═════ RECORDS FOR PROCESSING ═════
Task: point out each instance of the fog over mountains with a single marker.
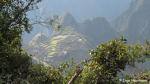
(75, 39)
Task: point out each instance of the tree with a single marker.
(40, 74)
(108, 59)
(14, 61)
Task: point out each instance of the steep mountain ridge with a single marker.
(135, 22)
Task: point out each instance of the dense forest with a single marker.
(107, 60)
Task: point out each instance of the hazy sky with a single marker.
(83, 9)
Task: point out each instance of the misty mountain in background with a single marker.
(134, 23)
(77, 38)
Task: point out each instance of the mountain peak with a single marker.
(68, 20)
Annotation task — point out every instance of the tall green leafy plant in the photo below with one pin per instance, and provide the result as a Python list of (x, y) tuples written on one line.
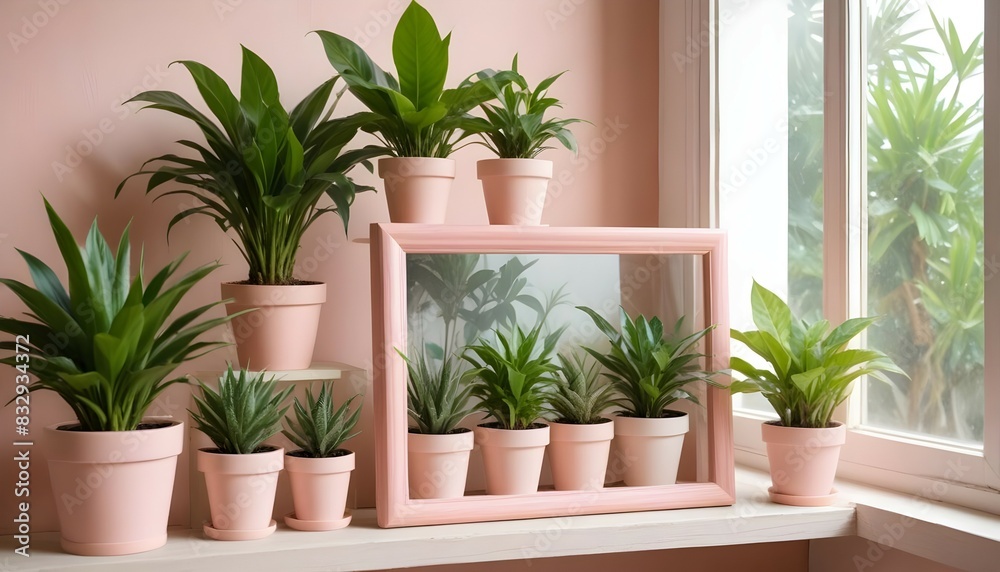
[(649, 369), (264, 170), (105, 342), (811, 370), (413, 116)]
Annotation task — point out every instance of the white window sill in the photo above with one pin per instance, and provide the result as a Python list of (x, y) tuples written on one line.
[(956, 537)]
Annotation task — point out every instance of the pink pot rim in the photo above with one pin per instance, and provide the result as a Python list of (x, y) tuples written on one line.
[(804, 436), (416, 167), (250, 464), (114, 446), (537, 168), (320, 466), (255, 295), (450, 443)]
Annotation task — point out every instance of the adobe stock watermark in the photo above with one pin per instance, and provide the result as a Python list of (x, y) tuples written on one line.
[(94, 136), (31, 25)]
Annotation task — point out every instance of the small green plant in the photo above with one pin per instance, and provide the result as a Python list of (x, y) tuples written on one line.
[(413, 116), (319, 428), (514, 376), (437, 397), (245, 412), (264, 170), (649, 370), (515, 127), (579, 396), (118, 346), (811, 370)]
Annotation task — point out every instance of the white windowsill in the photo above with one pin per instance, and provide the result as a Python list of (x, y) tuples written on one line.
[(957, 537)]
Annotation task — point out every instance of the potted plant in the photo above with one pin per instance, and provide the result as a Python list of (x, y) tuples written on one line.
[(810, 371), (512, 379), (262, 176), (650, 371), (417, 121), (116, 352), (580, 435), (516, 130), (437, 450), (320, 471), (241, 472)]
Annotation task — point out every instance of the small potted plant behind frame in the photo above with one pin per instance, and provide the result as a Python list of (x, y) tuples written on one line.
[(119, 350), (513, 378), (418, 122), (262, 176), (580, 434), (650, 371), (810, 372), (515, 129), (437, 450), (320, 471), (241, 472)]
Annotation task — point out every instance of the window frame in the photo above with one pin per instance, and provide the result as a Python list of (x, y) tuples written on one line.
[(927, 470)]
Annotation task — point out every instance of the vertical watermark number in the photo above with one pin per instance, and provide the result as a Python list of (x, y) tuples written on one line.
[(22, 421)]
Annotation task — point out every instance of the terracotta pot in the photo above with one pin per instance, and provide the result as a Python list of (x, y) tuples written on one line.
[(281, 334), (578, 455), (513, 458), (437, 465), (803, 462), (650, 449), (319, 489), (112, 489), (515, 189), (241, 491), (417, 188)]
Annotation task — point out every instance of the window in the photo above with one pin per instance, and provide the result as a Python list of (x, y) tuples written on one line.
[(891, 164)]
═════
Include both ends. Return the line holding "Annotation task — point out every instance of the terracotta" and all lines after it in the records above, exactly as written.

Annotation task — point out every instance of the terracotta pot in the photo above with one pin per instance, and provide the result as a Python list of (x, y) tuples written on one line.
[(281, 334), (578, 455), (513, 458), (437, 465), (803, 462), (650, 449), (319, 489), (112, 489), (515, 189), (241, 491), (417, 188)]
Annotation task — point out every instance of the window in the photo above with one pin per instance, and provide the result as a Python list of (x, y) tuples written on one line.
[(891, 164)]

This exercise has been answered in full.